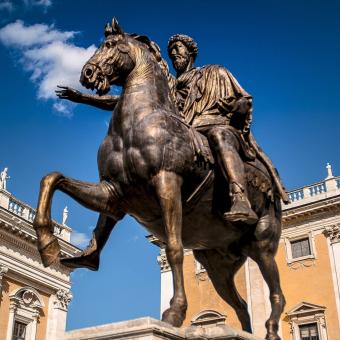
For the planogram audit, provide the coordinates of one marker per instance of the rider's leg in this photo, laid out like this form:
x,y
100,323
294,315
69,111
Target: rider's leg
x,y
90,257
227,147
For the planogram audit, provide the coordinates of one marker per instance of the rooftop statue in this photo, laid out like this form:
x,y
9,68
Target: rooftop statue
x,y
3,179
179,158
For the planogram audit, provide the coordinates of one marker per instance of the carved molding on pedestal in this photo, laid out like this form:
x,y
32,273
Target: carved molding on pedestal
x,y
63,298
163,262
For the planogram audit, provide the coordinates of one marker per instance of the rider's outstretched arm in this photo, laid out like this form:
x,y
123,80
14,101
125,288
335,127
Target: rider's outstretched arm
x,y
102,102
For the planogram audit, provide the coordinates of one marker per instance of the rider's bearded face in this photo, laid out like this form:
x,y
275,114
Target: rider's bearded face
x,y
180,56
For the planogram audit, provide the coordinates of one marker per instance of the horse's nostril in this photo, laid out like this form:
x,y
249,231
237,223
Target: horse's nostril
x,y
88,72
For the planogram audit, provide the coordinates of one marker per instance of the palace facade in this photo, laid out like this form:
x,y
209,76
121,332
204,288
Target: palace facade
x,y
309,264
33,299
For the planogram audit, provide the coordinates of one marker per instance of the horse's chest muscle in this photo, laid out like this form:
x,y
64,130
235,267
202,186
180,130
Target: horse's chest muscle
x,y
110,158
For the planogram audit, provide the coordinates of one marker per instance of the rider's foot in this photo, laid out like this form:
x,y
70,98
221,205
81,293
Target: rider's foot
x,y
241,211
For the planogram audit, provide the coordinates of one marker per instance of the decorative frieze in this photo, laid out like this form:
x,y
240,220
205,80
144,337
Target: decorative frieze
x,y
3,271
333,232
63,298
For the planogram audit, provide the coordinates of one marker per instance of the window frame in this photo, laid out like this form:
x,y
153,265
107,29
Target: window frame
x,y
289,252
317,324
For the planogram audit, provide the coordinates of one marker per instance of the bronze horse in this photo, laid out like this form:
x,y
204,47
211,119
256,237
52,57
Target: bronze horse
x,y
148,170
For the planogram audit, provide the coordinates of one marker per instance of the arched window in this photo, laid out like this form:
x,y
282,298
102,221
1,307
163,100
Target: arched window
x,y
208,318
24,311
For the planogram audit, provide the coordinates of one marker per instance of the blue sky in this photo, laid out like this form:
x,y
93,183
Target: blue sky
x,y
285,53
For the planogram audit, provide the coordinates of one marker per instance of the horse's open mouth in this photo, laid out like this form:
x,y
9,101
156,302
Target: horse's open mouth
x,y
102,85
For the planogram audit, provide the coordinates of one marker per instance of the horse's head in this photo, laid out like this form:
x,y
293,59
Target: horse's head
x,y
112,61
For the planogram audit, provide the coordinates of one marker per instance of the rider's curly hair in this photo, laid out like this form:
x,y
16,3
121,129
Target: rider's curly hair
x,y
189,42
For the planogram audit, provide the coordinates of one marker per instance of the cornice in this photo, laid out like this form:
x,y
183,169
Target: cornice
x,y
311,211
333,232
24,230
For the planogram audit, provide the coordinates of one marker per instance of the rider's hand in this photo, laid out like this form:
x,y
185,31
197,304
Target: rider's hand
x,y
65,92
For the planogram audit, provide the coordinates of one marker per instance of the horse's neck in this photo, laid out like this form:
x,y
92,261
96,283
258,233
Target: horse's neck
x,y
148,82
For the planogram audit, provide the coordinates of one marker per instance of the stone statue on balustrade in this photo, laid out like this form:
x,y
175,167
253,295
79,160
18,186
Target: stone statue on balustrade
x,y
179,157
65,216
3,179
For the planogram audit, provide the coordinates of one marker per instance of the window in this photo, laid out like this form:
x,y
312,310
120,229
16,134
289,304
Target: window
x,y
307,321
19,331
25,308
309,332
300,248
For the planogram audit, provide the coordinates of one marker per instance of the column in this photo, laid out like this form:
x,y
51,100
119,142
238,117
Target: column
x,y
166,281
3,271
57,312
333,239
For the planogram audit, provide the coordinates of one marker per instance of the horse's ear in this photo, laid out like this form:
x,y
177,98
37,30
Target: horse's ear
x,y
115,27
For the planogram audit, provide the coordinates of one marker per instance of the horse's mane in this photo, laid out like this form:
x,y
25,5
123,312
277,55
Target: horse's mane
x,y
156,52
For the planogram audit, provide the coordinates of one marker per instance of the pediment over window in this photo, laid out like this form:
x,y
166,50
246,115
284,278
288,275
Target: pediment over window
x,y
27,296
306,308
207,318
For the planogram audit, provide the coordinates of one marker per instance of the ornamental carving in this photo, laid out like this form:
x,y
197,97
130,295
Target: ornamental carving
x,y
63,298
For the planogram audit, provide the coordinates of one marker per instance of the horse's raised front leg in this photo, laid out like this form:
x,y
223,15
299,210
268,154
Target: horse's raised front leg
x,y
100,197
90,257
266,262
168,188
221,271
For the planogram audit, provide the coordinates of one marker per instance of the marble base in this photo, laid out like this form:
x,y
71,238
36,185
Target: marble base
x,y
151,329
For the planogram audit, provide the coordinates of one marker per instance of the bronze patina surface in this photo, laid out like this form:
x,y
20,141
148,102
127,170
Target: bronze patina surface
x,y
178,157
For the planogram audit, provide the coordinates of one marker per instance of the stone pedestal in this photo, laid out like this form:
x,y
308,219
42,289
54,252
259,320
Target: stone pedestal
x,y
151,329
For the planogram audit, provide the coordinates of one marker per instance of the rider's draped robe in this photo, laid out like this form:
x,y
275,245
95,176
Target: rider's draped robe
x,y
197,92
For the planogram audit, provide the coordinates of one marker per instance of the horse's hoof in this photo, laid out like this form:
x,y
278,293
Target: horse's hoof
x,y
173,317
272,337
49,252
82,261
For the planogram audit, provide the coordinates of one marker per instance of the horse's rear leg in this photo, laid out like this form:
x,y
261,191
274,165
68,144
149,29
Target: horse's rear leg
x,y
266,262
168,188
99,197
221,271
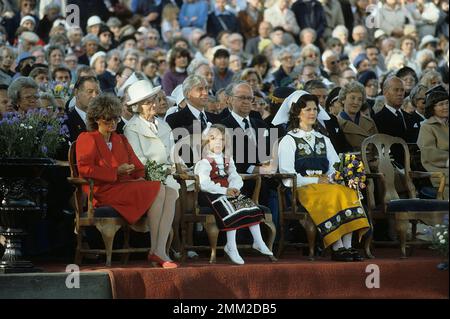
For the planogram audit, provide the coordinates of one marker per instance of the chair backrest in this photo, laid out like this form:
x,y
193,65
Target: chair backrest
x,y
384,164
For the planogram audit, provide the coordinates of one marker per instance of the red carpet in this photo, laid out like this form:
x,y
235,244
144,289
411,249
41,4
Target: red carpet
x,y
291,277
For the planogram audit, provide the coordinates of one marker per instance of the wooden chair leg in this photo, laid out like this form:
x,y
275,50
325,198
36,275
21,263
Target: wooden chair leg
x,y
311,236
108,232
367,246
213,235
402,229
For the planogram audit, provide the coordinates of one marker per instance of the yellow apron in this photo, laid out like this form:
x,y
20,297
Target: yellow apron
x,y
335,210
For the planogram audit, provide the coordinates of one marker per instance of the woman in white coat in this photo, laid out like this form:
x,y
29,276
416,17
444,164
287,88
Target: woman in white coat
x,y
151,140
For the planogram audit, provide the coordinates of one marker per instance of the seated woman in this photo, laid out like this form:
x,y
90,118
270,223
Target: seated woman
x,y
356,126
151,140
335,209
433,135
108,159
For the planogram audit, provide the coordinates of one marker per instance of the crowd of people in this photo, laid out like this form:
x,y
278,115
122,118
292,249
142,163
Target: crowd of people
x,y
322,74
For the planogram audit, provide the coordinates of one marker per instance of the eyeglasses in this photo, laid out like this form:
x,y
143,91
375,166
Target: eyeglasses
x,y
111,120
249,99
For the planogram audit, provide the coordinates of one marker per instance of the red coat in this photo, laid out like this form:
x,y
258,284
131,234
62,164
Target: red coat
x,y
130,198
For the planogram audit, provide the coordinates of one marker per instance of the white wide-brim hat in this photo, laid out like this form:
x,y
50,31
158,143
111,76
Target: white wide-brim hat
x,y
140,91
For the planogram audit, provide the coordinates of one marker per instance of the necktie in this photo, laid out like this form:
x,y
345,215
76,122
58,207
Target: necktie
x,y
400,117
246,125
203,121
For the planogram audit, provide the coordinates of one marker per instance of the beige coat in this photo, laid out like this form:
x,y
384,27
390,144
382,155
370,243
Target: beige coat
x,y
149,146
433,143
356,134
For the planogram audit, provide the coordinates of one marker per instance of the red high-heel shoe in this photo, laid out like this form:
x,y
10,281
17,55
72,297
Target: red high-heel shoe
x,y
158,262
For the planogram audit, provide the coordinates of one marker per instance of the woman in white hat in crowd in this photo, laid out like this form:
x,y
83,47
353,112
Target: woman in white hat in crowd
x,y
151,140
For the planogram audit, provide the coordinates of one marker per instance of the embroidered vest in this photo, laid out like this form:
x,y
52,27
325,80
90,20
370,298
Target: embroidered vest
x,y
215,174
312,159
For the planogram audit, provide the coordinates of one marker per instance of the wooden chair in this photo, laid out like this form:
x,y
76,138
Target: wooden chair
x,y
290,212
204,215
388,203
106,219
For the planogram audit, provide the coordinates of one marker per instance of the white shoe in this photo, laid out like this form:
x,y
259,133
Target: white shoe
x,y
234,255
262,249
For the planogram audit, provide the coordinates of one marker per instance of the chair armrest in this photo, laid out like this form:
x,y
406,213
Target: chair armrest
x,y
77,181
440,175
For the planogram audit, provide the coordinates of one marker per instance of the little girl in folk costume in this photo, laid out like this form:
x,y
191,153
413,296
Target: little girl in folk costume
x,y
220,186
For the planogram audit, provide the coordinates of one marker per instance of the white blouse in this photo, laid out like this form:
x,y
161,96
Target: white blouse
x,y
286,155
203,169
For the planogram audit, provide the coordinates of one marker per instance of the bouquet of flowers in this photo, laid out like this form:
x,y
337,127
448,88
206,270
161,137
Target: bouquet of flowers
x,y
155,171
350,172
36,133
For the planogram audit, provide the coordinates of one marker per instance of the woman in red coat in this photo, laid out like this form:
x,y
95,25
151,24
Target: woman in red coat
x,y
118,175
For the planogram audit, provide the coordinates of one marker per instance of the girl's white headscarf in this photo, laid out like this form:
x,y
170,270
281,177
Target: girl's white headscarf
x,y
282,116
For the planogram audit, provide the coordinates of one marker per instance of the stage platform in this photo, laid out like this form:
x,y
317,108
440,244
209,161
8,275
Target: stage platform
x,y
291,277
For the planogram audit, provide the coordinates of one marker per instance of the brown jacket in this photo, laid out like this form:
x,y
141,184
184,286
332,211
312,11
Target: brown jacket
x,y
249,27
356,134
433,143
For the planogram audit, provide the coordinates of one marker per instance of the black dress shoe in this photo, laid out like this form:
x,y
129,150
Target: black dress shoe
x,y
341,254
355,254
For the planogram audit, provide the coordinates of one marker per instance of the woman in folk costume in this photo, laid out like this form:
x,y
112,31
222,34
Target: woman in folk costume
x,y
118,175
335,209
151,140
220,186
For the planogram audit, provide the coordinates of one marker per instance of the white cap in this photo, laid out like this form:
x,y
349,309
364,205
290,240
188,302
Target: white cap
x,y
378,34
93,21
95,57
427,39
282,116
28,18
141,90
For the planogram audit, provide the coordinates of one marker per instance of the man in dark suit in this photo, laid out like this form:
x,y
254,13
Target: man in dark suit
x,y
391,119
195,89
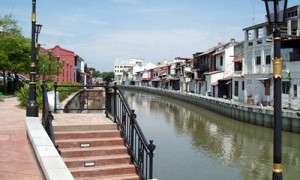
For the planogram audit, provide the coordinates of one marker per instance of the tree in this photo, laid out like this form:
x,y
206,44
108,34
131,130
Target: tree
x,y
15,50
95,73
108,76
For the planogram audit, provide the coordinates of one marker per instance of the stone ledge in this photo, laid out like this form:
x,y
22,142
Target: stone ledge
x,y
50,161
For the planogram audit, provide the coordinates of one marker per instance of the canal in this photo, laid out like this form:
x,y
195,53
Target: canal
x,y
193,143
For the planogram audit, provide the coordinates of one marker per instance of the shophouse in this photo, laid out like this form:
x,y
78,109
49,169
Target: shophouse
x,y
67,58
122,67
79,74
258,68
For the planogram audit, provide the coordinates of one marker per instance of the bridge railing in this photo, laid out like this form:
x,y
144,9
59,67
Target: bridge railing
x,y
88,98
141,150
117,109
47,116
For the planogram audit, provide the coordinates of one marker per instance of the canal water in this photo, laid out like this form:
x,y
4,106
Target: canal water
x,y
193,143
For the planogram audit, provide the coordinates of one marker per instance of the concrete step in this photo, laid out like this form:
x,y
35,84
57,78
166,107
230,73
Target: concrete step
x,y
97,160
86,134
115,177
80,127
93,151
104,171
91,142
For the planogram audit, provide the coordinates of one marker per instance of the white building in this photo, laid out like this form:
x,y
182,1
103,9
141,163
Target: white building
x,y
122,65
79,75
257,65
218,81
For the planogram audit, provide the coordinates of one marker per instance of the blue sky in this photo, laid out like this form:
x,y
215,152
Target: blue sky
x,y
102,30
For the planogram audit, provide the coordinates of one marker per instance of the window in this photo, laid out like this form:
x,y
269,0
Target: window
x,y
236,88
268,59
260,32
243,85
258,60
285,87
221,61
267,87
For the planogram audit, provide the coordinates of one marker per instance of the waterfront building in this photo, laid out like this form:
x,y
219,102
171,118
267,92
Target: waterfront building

## Assignment
Your answer is the line containing "of the waterfront" plus every line after it through the end of the entries, given again exactly and alone.

## Result for this task
For the planogram audit, provide the coordinates of one marker per instance of the waterfront building in this photo, laid out like this form:
x,y
219,102
171,118
267,92
Target: waterfront building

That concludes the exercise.